[Task objective] Please rewrite the records starting at the line containing "TARGET = leafy bush cluster" and ending at the last line of the records, both included, with the requests kept as they are. Scale every point coordinate in the answers by 1.6 and round each result to a whole number, with halves rounding up.

---------------

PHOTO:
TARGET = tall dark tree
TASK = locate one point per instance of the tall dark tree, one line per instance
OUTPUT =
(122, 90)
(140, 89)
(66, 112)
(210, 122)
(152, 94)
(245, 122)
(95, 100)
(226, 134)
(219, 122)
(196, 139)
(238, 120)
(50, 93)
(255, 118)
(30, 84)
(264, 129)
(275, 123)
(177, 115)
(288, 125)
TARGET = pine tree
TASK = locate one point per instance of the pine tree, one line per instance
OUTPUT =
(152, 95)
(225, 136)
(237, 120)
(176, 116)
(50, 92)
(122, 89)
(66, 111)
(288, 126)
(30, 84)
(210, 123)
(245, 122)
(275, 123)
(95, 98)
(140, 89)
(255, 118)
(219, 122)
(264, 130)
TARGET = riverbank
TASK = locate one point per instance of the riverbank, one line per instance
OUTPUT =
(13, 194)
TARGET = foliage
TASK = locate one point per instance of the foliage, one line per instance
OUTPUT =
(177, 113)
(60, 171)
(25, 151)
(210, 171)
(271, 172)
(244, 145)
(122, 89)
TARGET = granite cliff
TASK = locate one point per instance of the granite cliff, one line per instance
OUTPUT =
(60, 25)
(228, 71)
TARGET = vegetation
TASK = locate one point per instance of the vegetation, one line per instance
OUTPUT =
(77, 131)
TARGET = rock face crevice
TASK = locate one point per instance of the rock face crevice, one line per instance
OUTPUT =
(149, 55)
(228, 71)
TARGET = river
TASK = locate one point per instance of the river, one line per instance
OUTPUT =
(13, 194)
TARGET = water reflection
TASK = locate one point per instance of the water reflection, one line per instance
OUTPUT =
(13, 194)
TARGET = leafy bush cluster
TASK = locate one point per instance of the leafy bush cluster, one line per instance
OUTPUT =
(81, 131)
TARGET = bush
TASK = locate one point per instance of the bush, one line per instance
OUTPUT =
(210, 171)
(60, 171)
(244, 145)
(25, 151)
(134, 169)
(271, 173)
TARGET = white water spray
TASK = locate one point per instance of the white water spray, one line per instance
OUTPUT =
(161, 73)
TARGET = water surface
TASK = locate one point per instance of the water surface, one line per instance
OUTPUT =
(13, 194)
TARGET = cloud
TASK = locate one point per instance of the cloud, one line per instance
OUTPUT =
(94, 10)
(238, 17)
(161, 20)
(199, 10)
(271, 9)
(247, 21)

---------------

[Right answer]
TARGET = leafy bush cluster
TASK = locate one point per instance of the leafy bush cluster, one line per instance
OUTPUT =
(130, 210)
TARGET = bush
TASK = locate one point per instance of the bush, one line per instance
OUTPUT =
(336, 274)
(96, 274)
(390, 232)
(40, 242)
(214, 270)
(434, 277)
TARGET = white water spray
TASK = locate one point per instance of the white water spray, one line per instance
OUTPUT =
(258, 117)
TARGET = water surface
TASK = locate one point per instance of the water surface, one line per instance
OUTPUT =
(21, 310)
TARGET = cloud
TASK = locate one point per instance of the cloud, one line per instance
OUTPUT =
(150, 16)
(381, 27)
(258, 32)
(318, 16)
(434, 14)
(395, 34)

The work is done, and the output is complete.